(Trecho de um conjunto de dados)
- - - - - - -

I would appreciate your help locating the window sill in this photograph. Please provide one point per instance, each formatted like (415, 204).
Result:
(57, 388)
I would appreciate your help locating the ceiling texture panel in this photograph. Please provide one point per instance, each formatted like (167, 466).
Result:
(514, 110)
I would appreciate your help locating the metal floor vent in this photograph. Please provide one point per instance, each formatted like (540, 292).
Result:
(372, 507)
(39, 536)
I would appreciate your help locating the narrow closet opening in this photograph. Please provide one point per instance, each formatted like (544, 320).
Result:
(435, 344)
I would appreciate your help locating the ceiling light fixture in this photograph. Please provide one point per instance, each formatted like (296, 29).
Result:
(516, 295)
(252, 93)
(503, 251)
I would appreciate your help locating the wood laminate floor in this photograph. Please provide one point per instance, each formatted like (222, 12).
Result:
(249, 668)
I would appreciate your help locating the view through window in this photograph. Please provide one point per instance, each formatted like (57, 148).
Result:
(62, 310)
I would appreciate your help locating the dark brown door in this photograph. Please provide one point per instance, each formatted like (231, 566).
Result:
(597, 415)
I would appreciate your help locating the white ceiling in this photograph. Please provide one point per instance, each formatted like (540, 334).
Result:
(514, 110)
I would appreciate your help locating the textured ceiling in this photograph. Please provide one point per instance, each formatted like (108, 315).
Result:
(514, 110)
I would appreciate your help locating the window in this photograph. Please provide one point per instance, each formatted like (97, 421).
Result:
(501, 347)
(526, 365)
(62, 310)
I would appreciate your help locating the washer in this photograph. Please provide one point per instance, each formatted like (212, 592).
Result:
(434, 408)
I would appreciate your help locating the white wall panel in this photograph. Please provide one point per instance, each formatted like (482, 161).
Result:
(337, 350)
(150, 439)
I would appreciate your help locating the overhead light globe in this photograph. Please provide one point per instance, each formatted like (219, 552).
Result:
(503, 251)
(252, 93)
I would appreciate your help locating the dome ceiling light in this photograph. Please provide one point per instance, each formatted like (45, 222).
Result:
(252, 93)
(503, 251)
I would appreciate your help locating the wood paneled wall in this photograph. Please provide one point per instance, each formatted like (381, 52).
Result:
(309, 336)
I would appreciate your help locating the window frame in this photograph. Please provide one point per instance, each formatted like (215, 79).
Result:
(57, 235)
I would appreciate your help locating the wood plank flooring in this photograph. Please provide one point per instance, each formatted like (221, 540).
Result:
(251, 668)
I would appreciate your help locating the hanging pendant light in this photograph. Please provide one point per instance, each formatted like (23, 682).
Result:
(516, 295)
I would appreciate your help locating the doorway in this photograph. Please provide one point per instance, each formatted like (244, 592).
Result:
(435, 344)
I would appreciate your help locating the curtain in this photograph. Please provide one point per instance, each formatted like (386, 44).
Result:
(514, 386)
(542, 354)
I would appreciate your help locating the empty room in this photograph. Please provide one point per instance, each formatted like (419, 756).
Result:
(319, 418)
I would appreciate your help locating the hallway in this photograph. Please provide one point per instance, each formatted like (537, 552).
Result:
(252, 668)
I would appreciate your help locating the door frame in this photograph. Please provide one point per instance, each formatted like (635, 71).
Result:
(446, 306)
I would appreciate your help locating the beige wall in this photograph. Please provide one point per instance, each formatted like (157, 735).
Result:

- - - - - - -

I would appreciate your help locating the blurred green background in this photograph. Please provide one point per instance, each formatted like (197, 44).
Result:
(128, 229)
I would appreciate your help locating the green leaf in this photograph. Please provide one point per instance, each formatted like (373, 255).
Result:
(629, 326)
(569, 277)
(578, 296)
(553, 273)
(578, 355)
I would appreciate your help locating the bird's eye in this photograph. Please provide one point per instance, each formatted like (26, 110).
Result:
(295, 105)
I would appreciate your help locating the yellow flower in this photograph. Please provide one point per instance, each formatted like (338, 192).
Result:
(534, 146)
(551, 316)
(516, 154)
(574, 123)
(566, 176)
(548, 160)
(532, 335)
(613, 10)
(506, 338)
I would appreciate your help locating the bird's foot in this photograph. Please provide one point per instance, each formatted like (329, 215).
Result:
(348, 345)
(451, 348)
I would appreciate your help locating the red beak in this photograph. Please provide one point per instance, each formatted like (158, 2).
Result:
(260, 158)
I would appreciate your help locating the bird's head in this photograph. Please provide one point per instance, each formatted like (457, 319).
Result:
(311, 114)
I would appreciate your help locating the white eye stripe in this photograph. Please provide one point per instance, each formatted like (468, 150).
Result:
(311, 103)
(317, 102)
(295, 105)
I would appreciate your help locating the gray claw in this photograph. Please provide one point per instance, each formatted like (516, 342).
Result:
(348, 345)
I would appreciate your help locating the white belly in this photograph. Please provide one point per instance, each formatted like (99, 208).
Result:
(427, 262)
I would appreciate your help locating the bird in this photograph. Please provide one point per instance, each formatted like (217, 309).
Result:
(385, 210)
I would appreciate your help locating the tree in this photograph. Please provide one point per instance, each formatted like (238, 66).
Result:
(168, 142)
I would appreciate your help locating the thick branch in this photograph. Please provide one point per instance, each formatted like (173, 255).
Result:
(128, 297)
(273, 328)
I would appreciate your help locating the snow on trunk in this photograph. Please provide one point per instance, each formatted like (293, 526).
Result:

- - - - - - -

- _O QUE FAZER_
Selecione todas as linhas do trecho acima que contêm a palavra "wall", respeitando maiúsculas e minúsculas.

- _RESPOSTA DA TAREFA_
I would appreciate your help locating the white wall panel in this photograph. Please provide one point per instance, each formatted like (482, 161).
I would appreciate your help locating the wood paneled wall in this photograph. Please provide one point per instance, each formatted like (381, 52).
I would appreciate your help locating the beige wall in this photograph. Please provide one point per instance, each formatted like (157, 735).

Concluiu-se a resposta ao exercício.